Friday, July 13, 2012

The far-reaching consequences of the Edmond Levy revolution

Nadav Shragai..
Israel Hayom..
13 July '12..

A few years ago, Deputy Attorney-General Mike Blass astounded the political echelon when he submitted a legal opinion that was considered at the time to be revolutionary. The state was in the process of planning a high-speed railway line that would connect Tel Aviv and Jerusalem. Millions of shekels were invested in the planning and construction process, which was viewed as a strategically significant endeavor. Israel Railways and the Transportation Ministry broke ground on the project. Soon afterward, however, Blass found that one of the tunnels encroaches 300 meters over the Green Line.

The laying of track beyond the Green Line would be making use of occupied land, Blass said. Citing the Geneva Conventions, he said this was permissible only if “the occupied population” (in this case, the Palestinians) were the beneficiaries of the project. Blass seemed to be oblivious to the fact that the Palestinians, like the Israelis, could travel on the train, just like they could on Route 443 (the Modi’in-Jerusalem highway) which also stretches over the Green Line.

As compensation, Blass posited that the state should also build a railway line that would link Ramallah and Gaza. Ever since, Blass took the lead on this issue — and effectively adopted the legal positions and worldviews championed by the likes of Peace Now and Yesh Din with regards to the status of Judea and Samaria — the state prosecutors have taken to employ the legalistic phrase “territories that are held in belligerent occupation” much more extensively. In less measured jargon, territories possessed in belligerent occupation are “occupied territories.”

The Levy Committee report which was issued this week wishes to make an about-face and get back on the (legally) correct and familiar path, one with which for years the state prosecutors also closely identified. Retired Supreme Court Justice Edmond Levy, former military advocate and Israeli Ambassador to Canada Alan Baker, and retired Judge Tehiya Shapira restore the legal philosophy against which Blass and his colleagues rebelled in practice. The legal logic of the Levy commission is a simple one. In contrast to the pointless rabble being sounded by the Left, the conclusions are neither unprecedented nor new. It is a logic that appears on every official document that has ever been issued by the state as it relates to the status of the territories.
▬▬▬
# [Your tasks]
A. According to the article on the Levy Committee report, how far does one of the railway tunnels extend beyond the Green Line?
B. Repeat the article on the Levy Committee report word for word, everything from "Israel Hayom.." down to "meters over the Green Line.".
C. Carry the article on the Levy Committee report forward, picking up after its final sentence.
The listing that follows comes from a separate source and is unrelated to the article.

# [Records supplied]
▬▬▬
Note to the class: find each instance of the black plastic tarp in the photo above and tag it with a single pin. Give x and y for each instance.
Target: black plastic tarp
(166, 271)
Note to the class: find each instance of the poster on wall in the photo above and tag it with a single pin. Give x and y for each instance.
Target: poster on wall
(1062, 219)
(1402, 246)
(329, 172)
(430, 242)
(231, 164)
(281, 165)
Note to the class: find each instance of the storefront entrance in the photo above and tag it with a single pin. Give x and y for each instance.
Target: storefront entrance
▬▬▬
# [Results]
A. 300 meters.

B.
Israel Hayom..
13 July '12..

A few years ago, Deputy Attorney-General Mike Blass astounded the political echelon when he submitted a legal opinion that was considered at the time to be revolutionary. The state was in the process of planning a high-speed railway line that would connect Tel Aviv and Jerusalem. Millions of shekels were invested in the planning and construction process, which was viewed as a strategically significant endeavor. Israel Railways and the Transportation Ministry broke ground on the project. Soon afterward, however, Blass found that one of the tunnels encroaches 300 meters over the Green Line.

C.
As Military Advocate General, Meir Shamgar, who would eventually become a Supreme Court justice, articulated this worldview many years ago. According to Shamgar, the State of Israel is not an occupying power in the territories of Judea and Samaria. The principle of limiting the authority of a military administration, which supposedly is derived from the Geneva Conventions, is based on the assumption that the “occupier” conquered the land from a legal sovereign. In Judea, Samaria, and Gaza, however, there never was a legal sovereign that ruled these territories between the War of Independence and the Six-Day War, Shamgar ruled.

The State of Israel and most nations of the world (including a majority of Arab countries) never recognized Jordan’s right to the territories that it gained in the War of Independence.

The Levy Commission essentially reiterates this position, which has been the official position of successive Israeli governments. Whoever doubts this is invited to peruse official state documents that are available for public consumption on the Foreign Ministry website, documents that are dated and which were approved by governments run by Labor, Kadima, and Likud.

In contrast to some of the statements that were made this week, Levy and his two colleagues are not “creating a new order,” but rather seek to restore the old order, the one which Mike Blass and his associates managed to blur and undermine in recent years.

Another prosecutor who subscribes to a similar worldview as that of Blass, Talia Sasson, who authored the report on outposts for the Sharon government, officially joined Meretz and Yesh Din after retiring from public service. She argued this week that the Levy report ignores Supreme Court rulings. But Jacob Turkel, a retired Supreme Court justice, emphasized this week that “the Supreme Court never ruled that Israel is an occupying power in the areas of Judea and Samaria, but that it needs to accept some of the rules dictated by international law, particularly with regards to humanitarian considerations.”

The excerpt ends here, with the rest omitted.